- Supplied text -
* start *
[squid-users] Intercept mode failing

Eliezer Croitoru eliezer at ngtech.co.il
Tue Jan 3 22:36:13 UTC 2017


If you get stuck with things contact me and I will see if I can sort things out so you would be able to grasp couple basics.

Eliezer

----
Eliezer Croitoru
Linux System Administrator
Mobile: +972-5-28704261
Email: eliezer at ngtech.co.il


-----Original Message-----
From: squid-users [mailto:squid-users-bounces at lists.squid-cache.org] On Behalf Of Hoggins!
Sent: Tuesday, January 3, 2017 3:13 PM
To: squid-users at lists.squid-cache.org
Subject: Re: [squid-users] Intercept mode failing

Hello Amos,

I believe my main problem is that I'm trying to apply recipes without understanding some of the internals, so it seems difficult to adapt.
I'll keep searching.

Thanks anyway !

    Hoggins!

Le 03/01/2017 à 12:39, Amos Jeffries a écrit :
> On 2017-01-03 23:53, Hoggins! wrote:
>> Hello,
>>
>> (answering to both Amos and Antony here, you got the same questioning
>> ;) )
>>
>> Le 03/01/2017 à 11:45, Amos Jeffries a écrit :
>>> On 2017-01-03 23:13, Hoggins! wrote:
>>>> Okay, I get that.
>>>>
>>>> Le 03/01/2017 à 10:33, Antony Stone a écrit :
>>>>> No - you must do the NAT (or REDIRECT) rule *on the Squid server*.
>>>>
>>>> Well, my Squid server is not on the same network as my clients, so 
>>>> I need something else than just a REDIRECT on the Squid itself.
>>>
>>> That does not matter when the DNAT or REDIRECT is done on the Squid 
>>> machine.
>>
>> OK, I'll have a deeper look into that, indeed I'm not familiar with 
>> what REDIRECT *exactly* does.
>>
>
> It does the same as DNAT, but using the machines "primary" IP address 
> instead of one you configure. Usually that means the first IP assigned 
> to eth0 or equivalent first interface.
>
> DNAT is best if you want a specific fixed IP:port for Squid to receive 
> on.
>
> REDIRECT is best if you want the proxy to be plug-n-play on any 
> network. squid.conf and iptables not needing IP address, just a port 
> number.
* end *
- Provided data -
* start *
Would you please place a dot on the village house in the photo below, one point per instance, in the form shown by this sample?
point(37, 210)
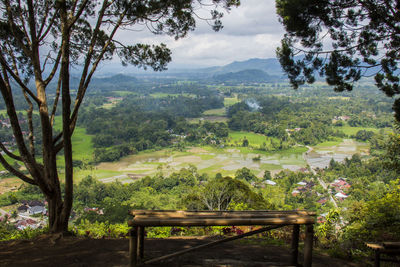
* end *
- Exercises -
a – List every person whose own words appear in the mailing list thread, either in a message or in a quoted reply.
b – Print everything in the mailing list thread from "Sent: Tuesday, January" down to "I'll keep searching.".
The lines have no connection to the mailing list thread.

- Expected responses -
a – Eliezer Croitoru, Hoggins!, Amos Jeffries, Antony Stone

b –
Sent: Tuesday, January 3, 2017 3:13 PM
To: squid-users at lists.squid-cache.org
Subject: Re: [squid-users] Intercept mode failing

Hello Amos,

I believe my main problem is that I'm trying to apply recipes without understanding some of the internals, so it seems difficult to adapt.
I'll keep searching.